Start of Supplied text
But I can be upset and downcast, so much only about what is happening to me. And with this can come depression and paranoid nonsense of only being concerned about what wrong people are doing to me . . . or I am imagining they are wrong to be doing.

And I know someone who can have dark stuff, and he would go to a feeding the needy thing. But that can be a way of avoiding sharing personally and deeply with another person. "Gestures of love are not the same as finding out how to love."

He has seemed to say that our problems are personal and so we need to take care of them, by ourselves > even though James 5:16 does say, "Confess your trespasses to one another, and pray for one another, that you may be healed. The effective, fervent prayer of a righteous man avails much." (James 5:16)

If he is in darkness of isolating himself, he can find a way to get around how the Bible says to confess and pray with each other; because of his own way of isolation, he can understand the Bible in a way that has him isolating himself. So . . . for reading the Bible, be wise to however your own selfish ways could get in the way of how you understand the Bible. Trust God to give you ability to read it with Him and how His love's light has you seeing things.
End of Supplied text
Start of Extracted material
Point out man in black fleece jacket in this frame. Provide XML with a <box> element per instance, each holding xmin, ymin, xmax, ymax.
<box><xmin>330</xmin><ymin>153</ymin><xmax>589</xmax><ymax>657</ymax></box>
End of Extracted material
Start of Extracted material
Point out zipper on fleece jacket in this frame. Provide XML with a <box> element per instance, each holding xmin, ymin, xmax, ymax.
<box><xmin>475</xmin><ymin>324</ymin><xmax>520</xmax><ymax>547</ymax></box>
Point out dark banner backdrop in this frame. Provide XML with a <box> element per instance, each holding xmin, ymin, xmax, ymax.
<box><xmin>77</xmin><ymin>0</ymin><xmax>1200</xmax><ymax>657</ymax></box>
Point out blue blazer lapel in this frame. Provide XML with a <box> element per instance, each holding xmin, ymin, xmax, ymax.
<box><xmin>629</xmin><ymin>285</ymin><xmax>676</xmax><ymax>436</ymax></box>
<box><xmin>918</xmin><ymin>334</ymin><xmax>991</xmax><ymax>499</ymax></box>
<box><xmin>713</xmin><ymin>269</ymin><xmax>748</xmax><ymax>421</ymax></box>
End of Extracted material
Start of Extracted material
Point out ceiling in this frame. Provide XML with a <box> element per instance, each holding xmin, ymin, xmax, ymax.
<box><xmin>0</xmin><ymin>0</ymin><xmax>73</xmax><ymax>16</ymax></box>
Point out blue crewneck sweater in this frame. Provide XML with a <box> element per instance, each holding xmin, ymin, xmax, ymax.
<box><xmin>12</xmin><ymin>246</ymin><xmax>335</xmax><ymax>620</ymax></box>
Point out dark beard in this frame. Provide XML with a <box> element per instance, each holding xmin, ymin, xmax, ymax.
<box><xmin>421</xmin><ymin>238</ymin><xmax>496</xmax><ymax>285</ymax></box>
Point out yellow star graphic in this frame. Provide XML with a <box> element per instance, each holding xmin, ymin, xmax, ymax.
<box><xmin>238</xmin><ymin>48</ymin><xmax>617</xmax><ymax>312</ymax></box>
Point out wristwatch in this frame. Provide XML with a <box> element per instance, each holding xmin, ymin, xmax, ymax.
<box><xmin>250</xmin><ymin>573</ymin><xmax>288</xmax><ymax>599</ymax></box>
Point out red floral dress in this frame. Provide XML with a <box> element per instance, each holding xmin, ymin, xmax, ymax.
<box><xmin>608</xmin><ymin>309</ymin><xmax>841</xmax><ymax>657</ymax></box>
End of Extracted material
# Problems and tasks
(a) Which Bible verse does the reflection on isolation and confession quote?
(b) Write the next part of the reflection on isolation and confession, picking up after its last sentence.

# Outputs for the tasks
(a) James 5:16

(b)
His love's way of seeing things is an adventure. "Let all that you do be done with love." (1 Corinthians 16:14) Love is creative, using any problem situation for our advantage, even for an all-loving purpose . . . like how Joseph used his slavery situation to save many people's lives. You might read about this in Genesis 37-50 and see how he succeeded in what could have been a very depressing situation.

I think I have seen how certain people can be so cheerful and encouraging, and these are enjoying discovering other people. But this takes God in us, including how He makes us able to keep on loving people . . . after we find out the real truth about them.